* start *

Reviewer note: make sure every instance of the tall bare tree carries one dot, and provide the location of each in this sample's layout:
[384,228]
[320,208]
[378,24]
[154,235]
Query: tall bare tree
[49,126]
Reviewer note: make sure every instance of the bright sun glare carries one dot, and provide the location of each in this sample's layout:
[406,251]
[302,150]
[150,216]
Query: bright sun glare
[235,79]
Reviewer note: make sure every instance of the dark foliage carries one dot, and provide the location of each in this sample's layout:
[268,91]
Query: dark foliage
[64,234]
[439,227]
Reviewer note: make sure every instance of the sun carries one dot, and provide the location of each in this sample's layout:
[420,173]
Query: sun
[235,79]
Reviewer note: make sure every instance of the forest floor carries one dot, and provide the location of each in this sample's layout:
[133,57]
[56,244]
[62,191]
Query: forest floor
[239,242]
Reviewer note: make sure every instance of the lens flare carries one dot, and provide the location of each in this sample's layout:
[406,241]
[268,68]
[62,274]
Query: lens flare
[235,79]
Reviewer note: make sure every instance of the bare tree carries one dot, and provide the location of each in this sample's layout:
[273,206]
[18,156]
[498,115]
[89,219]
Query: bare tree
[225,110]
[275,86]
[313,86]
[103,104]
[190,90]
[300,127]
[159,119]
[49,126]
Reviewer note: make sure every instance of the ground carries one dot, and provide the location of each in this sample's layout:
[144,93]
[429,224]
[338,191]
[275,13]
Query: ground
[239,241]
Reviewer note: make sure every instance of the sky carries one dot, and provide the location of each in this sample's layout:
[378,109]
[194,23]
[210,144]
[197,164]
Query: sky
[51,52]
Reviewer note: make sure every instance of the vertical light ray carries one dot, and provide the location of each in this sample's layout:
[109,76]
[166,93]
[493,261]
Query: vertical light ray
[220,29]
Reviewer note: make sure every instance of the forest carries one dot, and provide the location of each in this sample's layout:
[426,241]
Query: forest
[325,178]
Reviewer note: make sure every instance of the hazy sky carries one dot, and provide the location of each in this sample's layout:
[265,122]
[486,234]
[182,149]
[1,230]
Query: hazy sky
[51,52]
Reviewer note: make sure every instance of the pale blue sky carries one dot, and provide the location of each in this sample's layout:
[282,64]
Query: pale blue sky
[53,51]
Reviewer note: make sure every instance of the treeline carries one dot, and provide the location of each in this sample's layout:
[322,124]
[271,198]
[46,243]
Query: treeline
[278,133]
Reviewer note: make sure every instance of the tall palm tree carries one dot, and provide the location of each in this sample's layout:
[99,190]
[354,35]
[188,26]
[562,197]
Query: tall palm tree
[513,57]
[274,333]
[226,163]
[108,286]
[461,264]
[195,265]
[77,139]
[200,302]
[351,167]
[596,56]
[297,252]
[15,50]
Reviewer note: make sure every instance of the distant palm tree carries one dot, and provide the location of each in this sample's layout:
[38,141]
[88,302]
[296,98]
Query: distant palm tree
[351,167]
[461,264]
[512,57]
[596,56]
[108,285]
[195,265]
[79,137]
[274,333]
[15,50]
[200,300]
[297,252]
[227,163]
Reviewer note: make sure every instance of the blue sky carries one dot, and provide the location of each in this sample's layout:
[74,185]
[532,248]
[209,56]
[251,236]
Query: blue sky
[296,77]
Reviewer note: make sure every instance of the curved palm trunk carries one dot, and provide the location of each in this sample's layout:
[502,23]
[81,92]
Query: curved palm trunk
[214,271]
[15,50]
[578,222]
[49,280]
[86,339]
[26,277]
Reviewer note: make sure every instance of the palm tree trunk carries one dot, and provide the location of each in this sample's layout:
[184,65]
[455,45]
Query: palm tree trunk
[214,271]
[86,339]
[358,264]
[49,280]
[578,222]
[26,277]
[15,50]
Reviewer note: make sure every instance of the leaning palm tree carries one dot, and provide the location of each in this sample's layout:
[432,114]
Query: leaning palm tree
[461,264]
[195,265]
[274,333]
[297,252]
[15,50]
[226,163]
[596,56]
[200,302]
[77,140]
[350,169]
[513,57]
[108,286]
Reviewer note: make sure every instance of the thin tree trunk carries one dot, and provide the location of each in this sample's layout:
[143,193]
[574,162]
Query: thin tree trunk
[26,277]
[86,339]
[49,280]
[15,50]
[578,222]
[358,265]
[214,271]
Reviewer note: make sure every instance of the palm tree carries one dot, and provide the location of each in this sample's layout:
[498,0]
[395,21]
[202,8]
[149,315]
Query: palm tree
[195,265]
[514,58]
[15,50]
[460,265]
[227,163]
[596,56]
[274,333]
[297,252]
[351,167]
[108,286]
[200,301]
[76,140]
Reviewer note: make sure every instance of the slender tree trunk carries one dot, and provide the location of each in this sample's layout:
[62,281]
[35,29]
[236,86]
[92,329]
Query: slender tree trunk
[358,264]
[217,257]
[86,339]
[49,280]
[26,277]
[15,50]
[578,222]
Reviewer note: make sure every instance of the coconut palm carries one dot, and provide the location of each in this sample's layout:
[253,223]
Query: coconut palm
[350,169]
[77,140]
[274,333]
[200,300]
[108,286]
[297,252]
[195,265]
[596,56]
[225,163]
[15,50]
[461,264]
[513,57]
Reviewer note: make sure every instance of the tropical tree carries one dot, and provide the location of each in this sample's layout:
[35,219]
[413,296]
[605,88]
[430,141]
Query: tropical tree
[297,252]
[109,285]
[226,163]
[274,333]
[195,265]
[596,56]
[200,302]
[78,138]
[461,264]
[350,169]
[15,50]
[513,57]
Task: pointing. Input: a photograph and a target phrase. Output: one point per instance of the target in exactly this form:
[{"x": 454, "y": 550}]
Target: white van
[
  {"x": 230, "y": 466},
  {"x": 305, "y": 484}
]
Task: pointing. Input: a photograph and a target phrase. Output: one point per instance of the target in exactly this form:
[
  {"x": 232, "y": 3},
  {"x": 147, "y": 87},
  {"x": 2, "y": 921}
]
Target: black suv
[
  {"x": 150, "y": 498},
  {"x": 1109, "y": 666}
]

* end *

### TASK DETAILS
Give the listing again, word for word.

### TASK OUTPUT
Reviewer note: make sure every instance of the tall bare tree carries one dot, and provide the location of each in this sample's layout:
[384,228]
[320,208]
[378,24]
[154,235]
Query: tall bare tree
[49,126]
Reviewer note: make sure every instance of the bright sun glare carries one dot, and provide the location of each in this sample's layout:
[406,251]
[302,150]
[150,216]
Query: bright sun glare
[235,79]
Reviewer note: make sure every instance of the dark foliage carries one dot, and provide the location of each in this sample's layout:
[268,91]
Query: dark foliage
[64,234]
[439,227]
Reviewer note: make sure every instance of the sun carries one dot, and provide the location of each in this sample's layout:
[420,173]
Query: sun
[235,79]
Reviewer note: make sure every instance of the forest floor carries one dot, and provide the location of each in this sample's layout:
[133,57]
[56,244]
[62,191]
Query: forest floor
[239,242]
Reviewer note: make sure every instance of the lens flare carries one dot, and provide the location of each in this sample's layout:
[406,241]
[268,68]
[62,274]
Query: lens flare
[235,79]
Reviewer note: make sure every instance of the bare tree carries one dot, and provide the location of each in this sample's layout:
[273,206]
[18,156]
[498,115]
[89,219]
Query: bare tree
[225,110]
[275,86]
[313,86]
[103,104]
[190,90]
[300,127]
[159,119]
[49,126]
Reviewer note: make sure every instance of the ground carries one dot, and provide the location of each in this sample's layout:
[144,93]
[429,224]
[338,191]
[275,13]
Query: ground
[239,241]
Reviewer note: make sure every instance of the sky carries one dot, and provide the location of each in this sample's layout:
[378,109]
[194,23]
[210,144]
[197,164]
Query: sky
[51,52]
Reviewer note: make sure every instance of the vertical light ray carries one dot, and provide the location of each in this sample's layout:
[109,76]
[166,93]
[493,261]
Query: vertical light ray
[220,29]
Reviewer note: make sure every instance of the forest carries one dot, and provide the location of each in this sample's layout:
[426,241]
Query: forest
[325,178]
Reviewer note: make sure every instance of the hazy sky carries one dot, and provide the location of each in this sample's layout:
[265,122]
[486,234]
[182,149]
[1,230]
Query: hazy sky
[51,52]
Reviewer note: make sure every instance of the pale blue sky carries one dot, and provide the location of each in this sample's layout:
[282,64]
Query: pale blue sky
[53,51]
Reviewer note: make sure every instance of the treeline carries one dot, and provide the location of each in this sample's layout:
[322,124]
[271,198]
[46,243]
Query: treeline
[278,133]
Reviewer note: make sure every instance of the tall palm tree carries one dot, and provide the location of each in this sample's layout:
[99,190]
[354,35]
[188,26]
[562,197]
Query: tall palm tree
[513,57]
[274,333]
[226,163]
[108,286]
[461,264]
[195,265]
[77,139]
[200,302]
[351,167]
[596,56]
[297,252]
[15,50]
Reviewer note: make sure every instance of the distant palm tree carries one dot, and provide the location of each in this sample's layout:
[38,141]
[88,302]
[296,98]
Query: distant palm tree
[351,167]
[461,264]
[512,57]
[596,56]
[108,285]
[195,265]
[79,137]
[274,333]
[15,50]
[200,300]
[297,252]
[227,163]
Reviewer note: make sure every instance of the blue sky carries one dot, and provide the location of each in this sample's layout:
[74,185]
[532,248]
[209,56]
[251,236]
Query: blue sky
[296,77]
Reviewer note: make sure every instance of the curved palm trunk carries one dot, and provide the location of each in this sample's layout:
[502,23]
[81,92]
Query: curved palm trunk
[214,271]
[15,50]
[578,222]
[49,280]
[86,339]
[26,277]
Reviewer note: make sure every instance of the palm tree trunk carries one dot, and provide the location of each in this sample's layout:
[184,65]
[455,45]
Query: palm tree trunk
[214,271]
[86,339]
[358,264]
[49,280]
[578,222]
[26,277]
[15,50]
Reviewer note: make sure every instance of the leaning palm tree carries one dot, and provide the location of each in this sample's layout:
[432,114]
Query: leaning palm tree
[461,264]
[195,265]
[274,333]
[297,252]
[15,50]
[226,163]
[596,56]
[200,302]
[77,140]
[350,169]
[513,57]
[108,286]
Reviewer note: make sure every instance of the thin tree trunk carries one dot, and provide the location of each in this sample's layout:
[143,193]
[574,162]
Query: thin tree trunk
[26,277]
[86,339]
[49,280]
[15,50]
[578,222]
[358,265]
[214,271]
Reviewer note: make sure every instance of the palm tree carries one dot, and provide the location of each in this sample's layout:
[498,0]
[395,21]
[202,8]
[149,315]
Query: palm tree
[195,265]
[514,58]
[15,50]
[460,265]
[227,163]
[596,56]
[274,333]
[297,252]
[351,167]
[108,286]
[200,301]
[76,140]
Reviewer note: make sure every instance of the slender tree trunk carries one dot, and provide the location of each in this sample's layout:
[62,281]
[35,29]
[236,86]
[92,329]
Query: slender tree trunk
[358,264]
[217,257]
[86,339]
[49,280]
[26,277]
[15,50]
[578,222]
Reviewer note: make sure every instance of the coconut palm carries one dot, and provide the location of each in this sample's layout:
[253,223]
Query: coconut palm
[350,169]
[77,140]
[274,333]
[200,300]
[108,286]
[297,252]
[195,265]
[596,56]
[225,163]
[15,50]
[461,264]
[513,57]
Reviewer note: make sure every instance of the tropical tree carries one dot, and provide the location of each in this sample's layout:
[35,219]
[413,296]
[605,88]
[430,141]
Query: tropical tree
[297,252]
[109,285]
[226,163]
[274,333]
[195,265]
[596,56]
[200,302]
[78,138]
[461,264]
[350,169]
[15,50]
[513,57]
Task: pointing. Input: a photograph and a target phrase. Output: one point per instance of the target in exactly this form:
[{"x": 454, "y": 550}]
Target: white van
[
  {"x": 230, "y": 466},
  {"x": 305, "y": 484}
]
Task: pointing. Input: a photograph and a target phrase. Output: one point per instance of the target in exactly this form:
[
  {"x": 232, "y": 3},
  {"x": 147, "y": 87},
  {"x": 2, "y": 921}
]
Target: black suv
[
  {"x": 150, "y": 498},
  {"x": 1109, "y": 666}
]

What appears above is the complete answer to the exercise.